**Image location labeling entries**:
══════

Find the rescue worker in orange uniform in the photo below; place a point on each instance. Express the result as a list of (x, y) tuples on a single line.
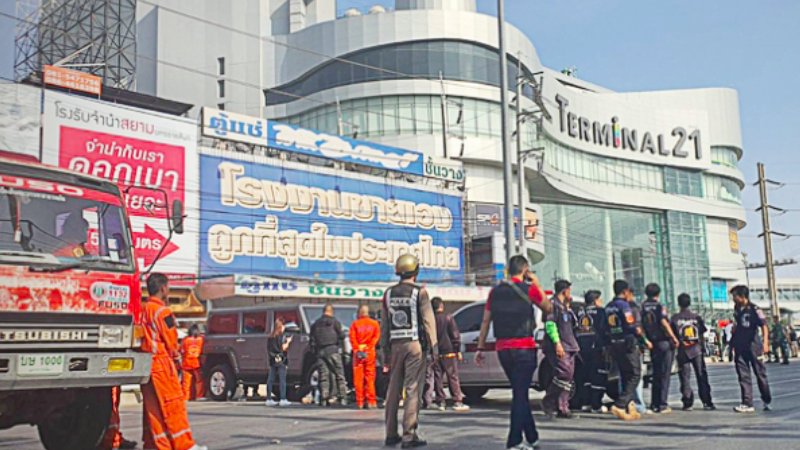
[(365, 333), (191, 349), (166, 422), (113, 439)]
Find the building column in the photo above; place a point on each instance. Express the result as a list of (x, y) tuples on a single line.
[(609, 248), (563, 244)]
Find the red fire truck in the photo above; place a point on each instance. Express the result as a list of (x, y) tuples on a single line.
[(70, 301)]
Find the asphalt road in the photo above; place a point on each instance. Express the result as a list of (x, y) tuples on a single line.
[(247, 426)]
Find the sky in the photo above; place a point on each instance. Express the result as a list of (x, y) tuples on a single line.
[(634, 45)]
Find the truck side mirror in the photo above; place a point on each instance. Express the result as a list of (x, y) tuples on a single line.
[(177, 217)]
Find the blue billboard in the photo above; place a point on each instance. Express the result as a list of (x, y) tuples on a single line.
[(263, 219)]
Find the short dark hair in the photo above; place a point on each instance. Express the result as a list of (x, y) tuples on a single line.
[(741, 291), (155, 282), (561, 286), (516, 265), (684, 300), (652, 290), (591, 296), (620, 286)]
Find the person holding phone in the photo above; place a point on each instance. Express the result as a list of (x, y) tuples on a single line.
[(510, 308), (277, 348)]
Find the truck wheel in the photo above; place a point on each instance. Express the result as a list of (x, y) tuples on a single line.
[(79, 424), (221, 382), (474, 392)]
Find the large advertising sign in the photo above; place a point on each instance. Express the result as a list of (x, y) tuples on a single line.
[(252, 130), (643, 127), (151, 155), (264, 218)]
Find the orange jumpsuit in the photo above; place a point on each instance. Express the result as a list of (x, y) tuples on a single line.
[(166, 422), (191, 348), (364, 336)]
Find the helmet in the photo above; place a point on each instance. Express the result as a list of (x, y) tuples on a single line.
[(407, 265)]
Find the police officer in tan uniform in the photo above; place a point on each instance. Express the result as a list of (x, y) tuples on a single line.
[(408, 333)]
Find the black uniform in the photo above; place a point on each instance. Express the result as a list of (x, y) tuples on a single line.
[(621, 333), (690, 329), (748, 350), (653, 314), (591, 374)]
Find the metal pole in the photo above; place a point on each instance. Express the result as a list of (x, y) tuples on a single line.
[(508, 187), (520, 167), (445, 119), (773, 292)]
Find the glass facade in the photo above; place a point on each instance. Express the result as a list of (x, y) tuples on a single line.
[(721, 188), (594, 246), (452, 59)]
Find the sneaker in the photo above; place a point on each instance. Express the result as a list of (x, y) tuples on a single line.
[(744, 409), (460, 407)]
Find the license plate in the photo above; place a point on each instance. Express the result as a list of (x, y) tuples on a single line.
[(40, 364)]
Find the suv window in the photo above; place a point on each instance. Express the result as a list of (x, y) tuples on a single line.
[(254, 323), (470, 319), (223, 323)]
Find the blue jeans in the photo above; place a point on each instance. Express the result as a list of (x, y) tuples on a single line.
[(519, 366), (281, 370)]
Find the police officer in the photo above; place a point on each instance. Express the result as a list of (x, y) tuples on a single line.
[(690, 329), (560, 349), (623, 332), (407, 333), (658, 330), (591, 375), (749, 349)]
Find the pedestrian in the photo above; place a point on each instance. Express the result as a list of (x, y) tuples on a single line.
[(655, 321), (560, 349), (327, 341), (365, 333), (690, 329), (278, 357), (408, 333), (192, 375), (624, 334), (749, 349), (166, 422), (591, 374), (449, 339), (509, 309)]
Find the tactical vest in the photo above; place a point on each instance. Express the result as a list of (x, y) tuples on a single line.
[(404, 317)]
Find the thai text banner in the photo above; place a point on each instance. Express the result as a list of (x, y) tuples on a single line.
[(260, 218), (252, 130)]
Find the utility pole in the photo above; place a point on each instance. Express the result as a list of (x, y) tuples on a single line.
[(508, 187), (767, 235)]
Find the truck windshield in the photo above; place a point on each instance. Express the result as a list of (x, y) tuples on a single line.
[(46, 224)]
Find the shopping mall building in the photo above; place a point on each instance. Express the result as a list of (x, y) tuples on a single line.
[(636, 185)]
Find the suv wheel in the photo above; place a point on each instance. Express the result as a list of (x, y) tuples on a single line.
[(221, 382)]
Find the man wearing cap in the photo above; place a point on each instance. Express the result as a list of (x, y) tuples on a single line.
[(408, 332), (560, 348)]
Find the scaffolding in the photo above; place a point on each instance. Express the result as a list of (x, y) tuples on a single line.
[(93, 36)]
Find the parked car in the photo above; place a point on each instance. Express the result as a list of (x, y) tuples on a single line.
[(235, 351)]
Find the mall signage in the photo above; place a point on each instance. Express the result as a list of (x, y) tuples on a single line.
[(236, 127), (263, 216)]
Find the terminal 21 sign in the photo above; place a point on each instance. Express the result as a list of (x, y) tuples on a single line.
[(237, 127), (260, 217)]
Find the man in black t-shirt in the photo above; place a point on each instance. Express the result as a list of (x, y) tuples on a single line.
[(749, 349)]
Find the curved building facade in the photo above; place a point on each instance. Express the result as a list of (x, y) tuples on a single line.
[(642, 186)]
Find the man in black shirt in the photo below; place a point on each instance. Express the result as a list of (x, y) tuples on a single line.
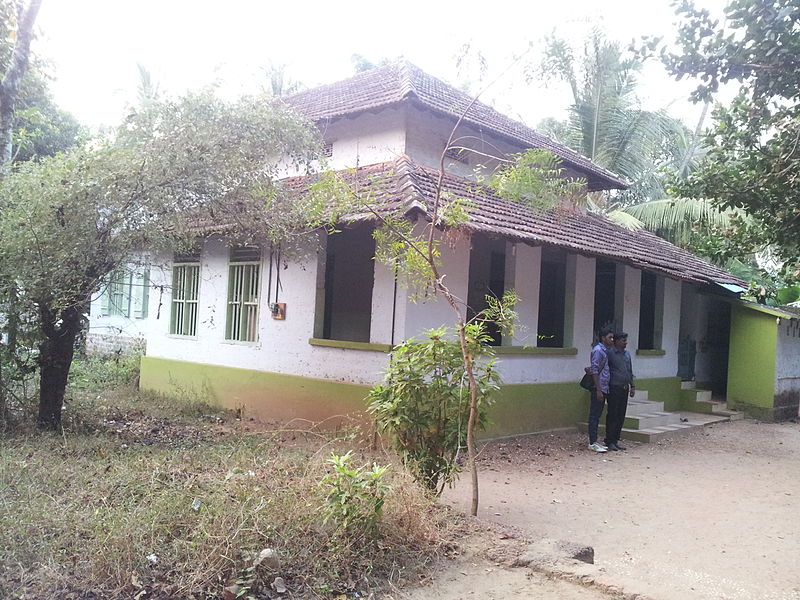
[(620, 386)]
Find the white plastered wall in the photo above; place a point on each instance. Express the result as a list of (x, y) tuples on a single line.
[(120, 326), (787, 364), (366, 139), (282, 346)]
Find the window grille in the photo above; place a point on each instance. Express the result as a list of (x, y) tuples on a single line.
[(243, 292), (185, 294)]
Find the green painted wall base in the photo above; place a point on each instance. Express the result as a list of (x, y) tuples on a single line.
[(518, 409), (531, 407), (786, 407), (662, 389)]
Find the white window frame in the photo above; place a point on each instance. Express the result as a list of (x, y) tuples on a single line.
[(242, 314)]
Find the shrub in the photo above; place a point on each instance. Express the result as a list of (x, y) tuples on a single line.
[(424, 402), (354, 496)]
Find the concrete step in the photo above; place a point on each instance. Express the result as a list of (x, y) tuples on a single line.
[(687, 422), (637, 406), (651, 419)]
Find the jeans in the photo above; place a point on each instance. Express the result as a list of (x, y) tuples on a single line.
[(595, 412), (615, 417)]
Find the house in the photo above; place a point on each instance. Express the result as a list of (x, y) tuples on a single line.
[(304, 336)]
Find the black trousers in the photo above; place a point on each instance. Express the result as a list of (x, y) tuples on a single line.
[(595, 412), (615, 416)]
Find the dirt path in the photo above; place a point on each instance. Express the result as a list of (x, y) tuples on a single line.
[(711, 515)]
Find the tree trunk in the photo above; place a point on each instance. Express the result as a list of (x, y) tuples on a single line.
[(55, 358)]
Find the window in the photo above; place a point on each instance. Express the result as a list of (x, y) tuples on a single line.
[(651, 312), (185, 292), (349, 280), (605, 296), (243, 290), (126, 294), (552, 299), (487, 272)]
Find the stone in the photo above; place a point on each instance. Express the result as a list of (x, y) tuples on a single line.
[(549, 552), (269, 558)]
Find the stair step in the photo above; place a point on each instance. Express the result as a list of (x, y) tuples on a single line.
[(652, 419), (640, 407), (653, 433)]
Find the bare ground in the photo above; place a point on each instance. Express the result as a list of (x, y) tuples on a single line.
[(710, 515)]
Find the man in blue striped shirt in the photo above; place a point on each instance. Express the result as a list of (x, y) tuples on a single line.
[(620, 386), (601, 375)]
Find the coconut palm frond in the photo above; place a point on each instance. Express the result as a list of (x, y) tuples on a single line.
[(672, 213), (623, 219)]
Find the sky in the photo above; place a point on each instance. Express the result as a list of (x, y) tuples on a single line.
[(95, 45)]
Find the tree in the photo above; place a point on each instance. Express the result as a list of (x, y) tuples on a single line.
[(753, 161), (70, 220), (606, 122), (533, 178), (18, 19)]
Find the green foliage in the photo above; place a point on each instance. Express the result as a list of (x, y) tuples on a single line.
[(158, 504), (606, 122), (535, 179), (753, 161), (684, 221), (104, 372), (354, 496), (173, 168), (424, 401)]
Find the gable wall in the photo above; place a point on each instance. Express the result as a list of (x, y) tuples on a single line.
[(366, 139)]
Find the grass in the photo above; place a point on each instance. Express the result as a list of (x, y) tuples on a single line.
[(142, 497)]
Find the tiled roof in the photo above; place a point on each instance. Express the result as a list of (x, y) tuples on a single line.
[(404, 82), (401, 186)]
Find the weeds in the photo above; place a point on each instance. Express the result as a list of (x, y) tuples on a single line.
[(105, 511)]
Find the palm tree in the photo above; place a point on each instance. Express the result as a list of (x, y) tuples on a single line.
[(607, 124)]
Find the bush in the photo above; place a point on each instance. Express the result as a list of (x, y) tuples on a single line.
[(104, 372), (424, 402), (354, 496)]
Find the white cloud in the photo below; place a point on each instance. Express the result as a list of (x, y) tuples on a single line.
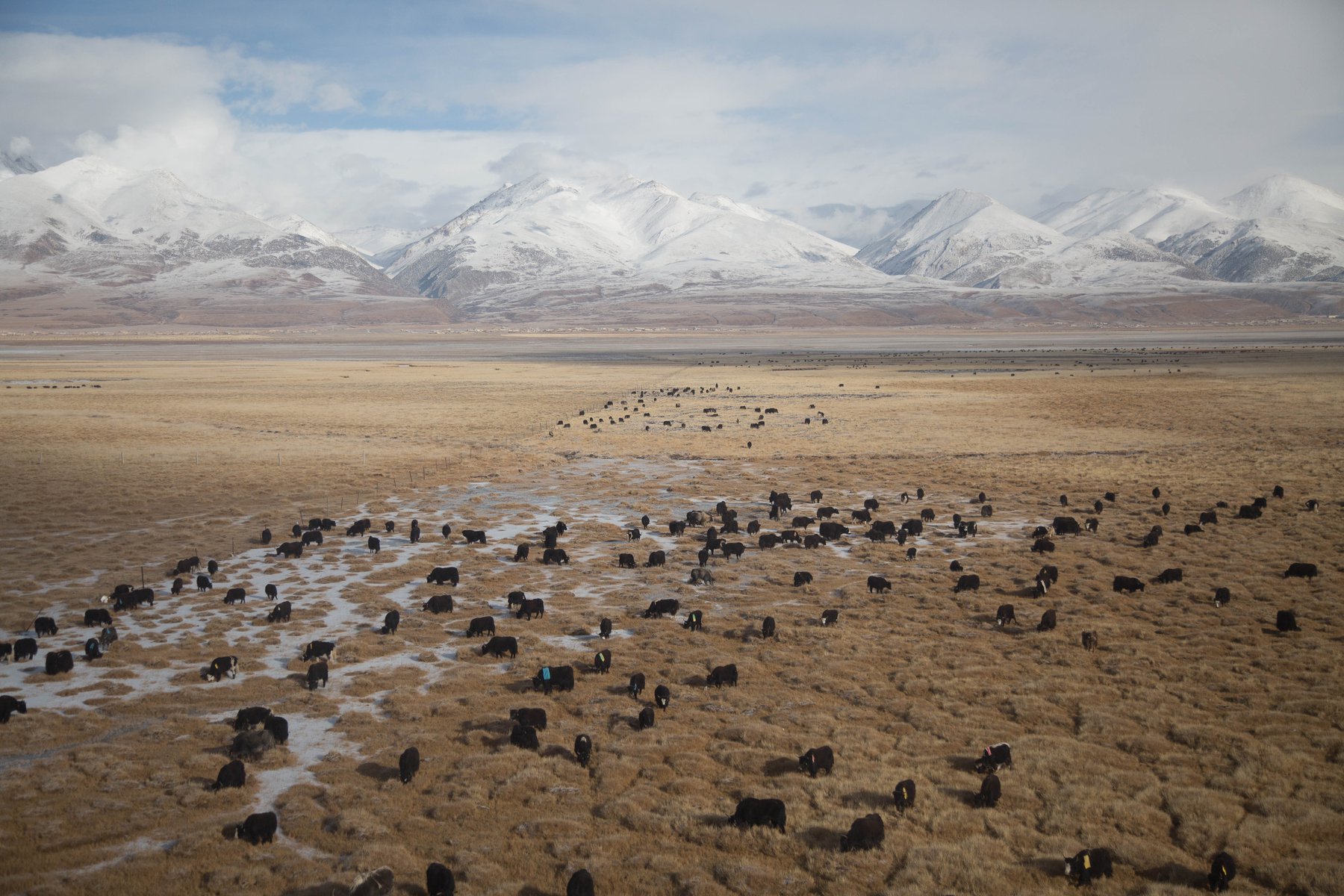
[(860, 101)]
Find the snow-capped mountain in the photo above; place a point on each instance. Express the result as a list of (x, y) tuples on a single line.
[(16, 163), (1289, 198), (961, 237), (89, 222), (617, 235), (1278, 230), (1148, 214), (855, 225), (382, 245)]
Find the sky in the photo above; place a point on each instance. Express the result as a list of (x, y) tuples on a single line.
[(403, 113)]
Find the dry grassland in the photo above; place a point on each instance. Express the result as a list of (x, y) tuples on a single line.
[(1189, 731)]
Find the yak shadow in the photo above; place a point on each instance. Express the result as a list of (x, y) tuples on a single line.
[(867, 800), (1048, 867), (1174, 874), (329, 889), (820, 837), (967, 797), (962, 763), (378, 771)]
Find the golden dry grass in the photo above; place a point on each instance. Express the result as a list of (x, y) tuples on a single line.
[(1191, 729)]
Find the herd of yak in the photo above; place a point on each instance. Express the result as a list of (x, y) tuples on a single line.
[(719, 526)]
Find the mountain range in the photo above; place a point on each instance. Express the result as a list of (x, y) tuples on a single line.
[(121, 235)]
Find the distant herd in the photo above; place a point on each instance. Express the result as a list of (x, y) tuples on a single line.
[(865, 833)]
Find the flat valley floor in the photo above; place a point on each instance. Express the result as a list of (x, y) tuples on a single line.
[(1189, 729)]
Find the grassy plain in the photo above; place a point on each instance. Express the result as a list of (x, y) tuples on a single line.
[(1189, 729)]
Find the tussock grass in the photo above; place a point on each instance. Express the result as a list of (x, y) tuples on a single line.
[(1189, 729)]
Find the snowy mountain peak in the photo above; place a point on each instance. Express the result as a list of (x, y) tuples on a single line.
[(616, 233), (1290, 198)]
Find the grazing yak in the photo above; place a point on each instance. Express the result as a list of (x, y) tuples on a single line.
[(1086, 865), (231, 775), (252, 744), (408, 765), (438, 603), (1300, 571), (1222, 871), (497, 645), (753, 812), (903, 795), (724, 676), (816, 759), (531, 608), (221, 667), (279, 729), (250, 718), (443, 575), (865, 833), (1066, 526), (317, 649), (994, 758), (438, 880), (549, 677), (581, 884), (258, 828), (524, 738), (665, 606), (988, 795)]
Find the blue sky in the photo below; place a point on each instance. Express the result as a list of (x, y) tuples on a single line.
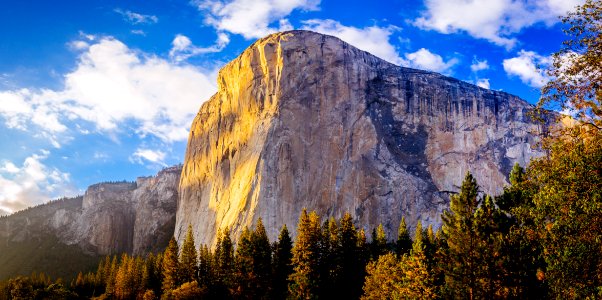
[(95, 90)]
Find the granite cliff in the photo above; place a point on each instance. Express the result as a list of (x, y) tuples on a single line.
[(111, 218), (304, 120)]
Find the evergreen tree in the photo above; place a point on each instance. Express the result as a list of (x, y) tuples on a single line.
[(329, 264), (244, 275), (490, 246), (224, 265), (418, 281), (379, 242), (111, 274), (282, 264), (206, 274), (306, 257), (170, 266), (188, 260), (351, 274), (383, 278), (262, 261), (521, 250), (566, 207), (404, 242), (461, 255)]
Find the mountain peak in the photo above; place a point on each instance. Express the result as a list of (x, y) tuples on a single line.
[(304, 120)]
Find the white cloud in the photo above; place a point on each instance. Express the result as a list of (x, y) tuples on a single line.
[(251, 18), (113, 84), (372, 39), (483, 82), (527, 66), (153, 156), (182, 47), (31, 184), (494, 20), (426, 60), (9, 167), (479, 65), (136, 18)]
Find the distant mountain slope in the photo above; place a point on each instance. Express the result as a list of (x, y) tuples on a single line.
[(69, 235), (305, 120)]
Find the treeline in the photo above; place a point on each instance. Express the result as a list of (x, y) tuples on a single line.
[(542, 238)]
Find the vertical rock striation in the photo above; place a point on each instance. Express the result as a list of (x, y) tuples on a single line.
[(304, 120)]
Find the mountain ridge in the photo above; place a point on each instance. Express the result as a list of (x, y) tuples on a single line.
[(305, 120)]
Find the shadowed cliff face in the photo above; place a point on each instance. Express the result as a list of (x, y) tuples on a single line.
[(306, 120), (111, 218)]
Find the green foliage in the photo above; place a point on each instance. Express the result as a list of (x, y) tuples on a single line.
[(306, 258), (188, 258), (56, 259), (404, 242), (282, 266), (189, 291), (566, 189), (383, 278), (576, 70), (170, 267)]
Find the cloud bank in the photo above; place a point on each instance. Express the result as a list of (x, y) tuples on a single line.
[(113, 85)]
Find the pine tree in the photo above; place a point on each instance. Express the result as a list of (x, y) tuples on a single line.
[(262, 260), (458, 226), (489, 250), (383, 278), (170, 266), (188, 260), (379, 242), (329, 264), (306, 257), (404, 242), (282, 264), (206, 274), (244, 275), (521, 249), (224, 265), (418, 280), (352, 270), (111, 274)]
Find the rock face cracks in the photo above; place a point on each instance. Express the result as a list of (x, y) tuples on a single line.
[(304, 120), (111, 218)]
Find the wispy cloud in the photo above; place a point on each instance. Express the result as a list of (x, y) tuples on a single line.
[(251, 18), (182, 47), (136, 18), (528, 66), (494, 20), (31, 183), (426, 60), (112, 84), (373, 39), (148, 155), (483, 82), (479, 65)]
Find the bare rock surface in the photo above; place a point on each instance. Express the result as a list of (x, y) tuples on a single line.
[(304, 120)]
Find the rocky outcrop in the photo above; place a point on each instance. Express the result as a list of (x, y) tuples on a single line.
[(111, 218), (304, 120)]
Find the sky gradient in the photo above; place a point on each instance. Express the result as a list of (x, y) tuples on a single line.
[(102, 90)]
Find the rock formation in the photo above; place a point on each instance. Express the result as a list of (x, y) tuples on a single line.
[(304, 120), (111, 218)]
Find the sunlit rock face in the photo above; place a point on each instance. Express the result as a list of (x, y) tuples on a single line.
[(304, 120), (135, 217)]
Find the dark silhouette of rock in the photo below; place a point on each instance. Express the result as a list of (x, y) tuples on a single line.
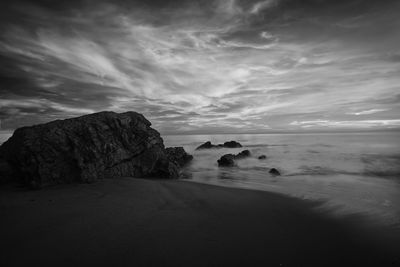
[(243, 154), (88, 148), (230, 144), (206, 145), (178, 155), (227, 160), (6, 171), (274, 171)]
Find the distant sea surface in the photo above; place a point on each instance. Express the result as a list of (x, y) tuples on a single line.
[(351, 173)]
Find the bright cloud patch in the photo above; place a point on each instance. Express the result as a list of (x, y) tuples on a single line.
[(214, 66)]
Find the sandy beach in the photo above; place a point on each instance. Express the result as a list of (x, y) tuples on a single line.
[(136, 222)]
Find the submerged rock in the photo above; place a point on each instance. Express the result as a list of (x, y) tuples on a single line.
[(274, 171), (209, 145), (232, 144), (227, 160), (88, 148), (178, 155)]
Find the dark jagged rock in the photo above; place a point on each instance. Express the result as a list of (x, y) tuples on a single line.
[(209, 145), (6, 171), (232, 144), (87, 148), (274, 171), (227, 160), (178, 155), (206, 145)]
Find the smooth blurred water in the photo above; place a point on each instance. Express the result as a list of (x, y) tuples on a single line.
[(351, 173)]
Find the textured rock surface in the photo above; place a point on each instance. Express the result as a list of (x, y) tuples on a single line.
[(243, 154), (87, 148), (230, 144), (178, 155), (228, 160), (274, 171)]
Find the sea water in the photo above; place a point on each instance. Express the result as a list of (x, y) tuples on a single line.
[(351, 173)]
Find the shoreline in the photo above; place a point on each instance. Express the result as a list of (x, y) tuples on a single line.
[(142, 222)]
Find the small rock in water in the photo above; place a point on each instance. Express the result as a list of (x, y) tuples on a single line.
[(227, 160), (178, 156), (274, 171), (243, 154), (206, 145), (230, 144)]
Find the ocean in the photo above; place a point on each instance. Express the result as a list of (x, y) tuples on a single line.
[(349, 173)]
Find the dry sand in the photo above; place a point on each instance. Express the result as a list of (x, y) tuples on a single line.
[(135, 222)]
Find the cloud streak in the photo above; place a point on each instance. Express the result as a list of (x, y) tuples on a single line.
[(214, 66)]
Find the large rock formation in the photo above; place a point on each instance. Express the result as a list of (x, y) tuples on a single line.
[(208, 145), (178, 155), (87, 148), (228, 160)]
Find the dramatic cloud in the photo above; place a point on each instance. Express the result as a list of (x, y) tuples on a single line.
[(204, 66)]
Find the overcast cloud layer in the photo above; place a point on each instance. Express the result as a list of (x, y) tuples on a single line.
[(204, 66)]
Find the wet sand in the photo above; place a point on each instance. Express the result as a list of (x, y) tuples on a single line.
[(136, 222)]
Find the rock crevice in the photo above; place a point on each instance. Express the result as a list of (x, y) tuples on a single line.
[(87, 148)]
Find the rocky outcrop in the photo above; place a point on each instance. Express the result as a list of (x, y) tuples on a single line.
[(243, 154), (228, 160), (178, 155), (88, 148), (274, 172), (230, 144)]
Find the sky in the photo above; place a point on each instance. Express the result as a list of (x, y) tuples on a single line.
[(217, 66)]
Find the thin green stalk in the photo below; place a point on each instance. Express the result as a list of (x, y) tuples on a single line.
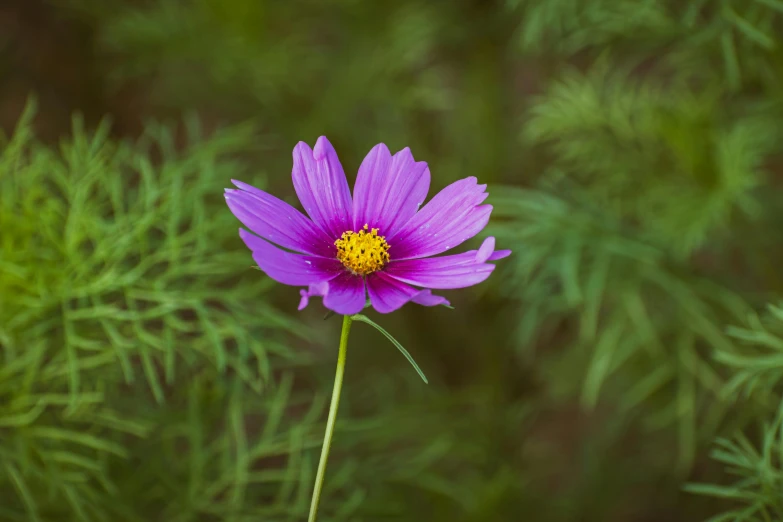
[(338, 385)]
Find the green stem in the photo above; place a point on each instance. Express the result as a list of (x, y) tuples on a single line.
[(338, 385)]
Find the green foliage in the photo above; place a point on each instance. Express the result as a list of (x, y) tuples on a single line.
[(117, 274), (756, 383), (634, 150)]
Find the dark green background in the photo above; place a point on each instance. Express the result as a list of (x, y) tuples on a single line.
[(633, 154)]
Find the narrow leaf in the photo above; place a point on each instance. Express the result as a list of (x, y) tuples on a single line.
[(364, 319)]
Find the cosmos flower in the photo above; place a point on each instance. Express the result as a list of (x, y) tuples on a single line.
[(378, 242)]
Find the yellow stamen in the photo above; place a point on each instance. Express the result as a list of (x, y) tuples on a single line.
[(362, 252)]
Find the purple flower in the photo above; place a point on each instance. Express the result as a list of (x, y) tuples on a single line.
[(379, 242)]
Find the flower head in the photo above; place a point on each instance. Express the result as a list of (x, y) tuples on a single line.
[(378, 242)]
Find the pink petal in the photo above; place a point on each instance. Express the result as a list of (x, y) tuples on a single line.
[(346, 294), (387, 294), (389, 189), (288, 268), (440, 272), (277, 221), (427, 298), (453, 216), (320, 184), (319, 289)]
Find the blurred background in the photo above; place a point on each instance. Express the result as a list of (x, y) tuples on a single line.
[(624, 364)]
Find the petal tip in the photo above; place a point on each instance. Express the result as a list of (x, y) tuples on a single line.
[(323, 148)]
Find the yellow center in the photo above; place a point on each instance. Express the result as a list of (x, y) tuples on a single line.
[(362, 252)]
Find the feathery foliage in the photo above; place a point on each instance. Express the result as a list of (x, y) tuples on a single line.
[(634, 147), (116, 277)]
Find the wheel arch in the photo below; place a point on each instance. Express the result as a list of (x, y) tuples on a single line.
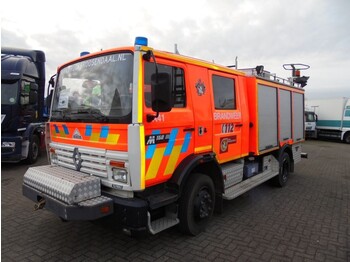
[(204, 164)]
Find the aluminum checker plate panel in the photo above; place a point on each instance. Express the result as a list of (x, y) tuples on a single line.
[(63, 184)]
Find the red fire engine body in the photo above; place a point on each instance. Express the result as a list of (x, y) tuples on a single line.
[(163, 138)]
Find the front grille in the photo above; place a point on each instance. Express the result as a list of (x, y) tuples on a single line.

══════

**REQUIREMENTS**:
Copy the material verbatim from its first line through the line that contains "[(247, 426)]", including that line, and leave the pictures out.

**FULL ANSWER**:
Find the rescue worker in orange uniform in the photo below; place a point on each instance. Express the result as a list of (x, y) tuples on a single line.
[(365, 333), (191, 349), (166, 422), (113, 439)]
Find the building column in the photo above; place a point on each instance. Express the result as a list of (x, y) tuples on a single line.
[(609, 248), (563, 244)]
Find the red fire truck in the photo above; place a point on each instance. Express the result as a list of (x, y) tuples on a single line.
[(70, 301)]
Find the asphalt road in the photo above; place a point on each instance. Express the result as a list of (x, y) tuples on a single line.
[(247, 426)]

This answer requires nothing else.